_THE EXERCISE_
Copy out each of the lines below word for word, with no changes.

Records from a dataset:
[Begin]

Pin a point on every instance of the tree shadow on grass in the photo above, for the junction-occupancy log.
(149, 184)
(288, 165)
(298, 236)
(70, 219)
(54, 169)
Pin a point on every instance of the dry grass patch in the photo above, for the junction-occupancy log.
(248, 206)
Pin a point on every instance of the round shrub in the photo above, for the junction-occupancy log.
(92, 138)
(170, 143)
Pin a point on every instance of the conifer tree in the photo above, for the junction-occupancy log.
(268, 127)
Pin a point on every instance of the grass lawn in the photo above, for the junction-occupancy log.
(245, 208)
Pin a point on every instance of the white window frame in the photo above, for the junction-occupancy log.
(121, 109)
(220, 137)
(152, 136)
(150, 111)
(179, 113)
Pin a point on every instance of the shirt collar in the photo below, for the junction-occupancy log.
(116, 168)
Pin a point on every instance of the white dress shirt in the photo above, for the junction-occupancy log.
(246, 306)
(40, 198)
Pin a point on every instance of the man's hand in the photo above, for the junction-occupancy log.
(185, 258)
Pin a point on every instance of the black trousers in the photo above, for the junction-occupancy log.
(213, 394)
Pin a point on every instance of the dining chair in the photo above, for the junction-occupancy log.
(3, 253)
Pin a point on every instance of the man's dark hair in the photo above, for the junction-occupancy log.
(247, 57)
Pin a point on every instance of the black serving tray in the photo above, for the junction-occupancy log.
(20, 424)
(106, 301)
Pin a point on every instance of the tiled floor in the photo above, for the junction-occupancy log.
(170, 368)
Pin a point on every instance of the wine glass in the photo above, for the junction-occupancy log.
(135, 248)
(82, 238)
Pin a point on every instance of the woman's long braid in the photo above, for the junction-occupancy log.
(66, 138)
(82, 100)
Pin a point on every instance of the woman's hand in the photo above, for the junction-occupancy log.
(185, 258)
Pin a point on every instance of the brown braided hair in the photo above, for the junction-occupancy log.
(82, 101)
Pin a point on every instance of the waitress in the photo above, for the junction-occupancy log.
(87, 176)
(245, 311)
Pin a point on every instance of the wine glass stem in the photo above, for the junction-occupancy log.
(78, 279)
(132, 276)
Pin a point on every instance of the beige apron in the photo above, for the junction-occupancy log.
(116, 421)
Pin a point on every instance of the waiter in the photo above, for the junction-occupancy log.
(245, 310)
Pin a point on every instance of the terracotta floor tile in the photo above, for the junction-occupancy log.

[End]

_WORKED ANSWER_
Pin a point on every instance of the tree shadow on grass in the photo above, for the junction-occupancy log.
(149, 184)
(288, 165)
(298, 236)
(70, 219)
(54, 169)
Pin a point on every instance of the dry grass patch in the photo above, for the junction-occupancy log.
(248, 206)
Pin a point on every instance of the round shrub in the photo above, for the junction-occupancy log.
(92, 138)
(170, 143)
Pin a point on every instance of the conifer tree in the photo above, for the junction-occupancy log.
(268, 127)
Pin a point on every instance of the grass lawn in the photo above, for the junction-occupancy log.
(245, 208)
Pin a point on every instance of the white window frame in the photo above, for the junction-occupancy log.
(121, 109)
(220, 137)
(152, 136)
(150, 111)
(179, 113)
Pin a point on every instance of the shirt collar in the photo below, for the junction-occupancy log.
(116, 168)
Pin a point on every instance of the white dress shirt in the photo above, for the junction-occupancy log.
(246, 306)
(40, 198)
Pin a point on every instance of the man's hand in the photo above, for the junction-occupancy log.
(185, 258)
Pin a point on every instance of the black trousers in the photo above, for the junction-occupancy log.
(213, 394)
Pin a point on every instance of the dining chair in the photo above, for the junction-occupancy log.
(3, 253)
Pin a point on every instance of the man's dark hair in the photo above, for the junction-occupancy log.
(247, 57)
Pin a point on every instance of the black serving tray in the photo above, for the junction-occupancy log.
(20, 424)
(106, 301)
Pin a point on every instance of the tiled floor in the photo above, for the junction-occupancy log.
(170, 368)
Pin a point on every instance of the wine glass in the photo above, for the junction-occupancy log.
(135, 248)
(82, 238)
Pin a point on every instance of the woman's long braid in the photo above, for the junction-occupancy log.
(66, 138)
(82, 100)
Pin a point on every instance of the woman's hand in the photo above, for the junction-occupancy log.
(185, 258)
Pin a point on every instance of the brown braided hair in the photo above, for the junction-occupancy log.
(82, 101)
Pin a point on every instance of the waitress in the photo above, for the junction-occupancy log.
(87, 176)
(245, 311)
Pin a point on every instance of the wine glass stem in the photo above, for the junction-occupancy log.
(78, 279)
(132, 276)
Pin a point on every instance of the beige apron in the photo above, for the junction-occupancy log.
(116, 421)
Pin a point on every instance of the waiter in the photo above, for the junction-occupancy log.
(245, 310)
Pin a point on every instance of the terracotta floor tile in the photo above, for the junction-occupancy log.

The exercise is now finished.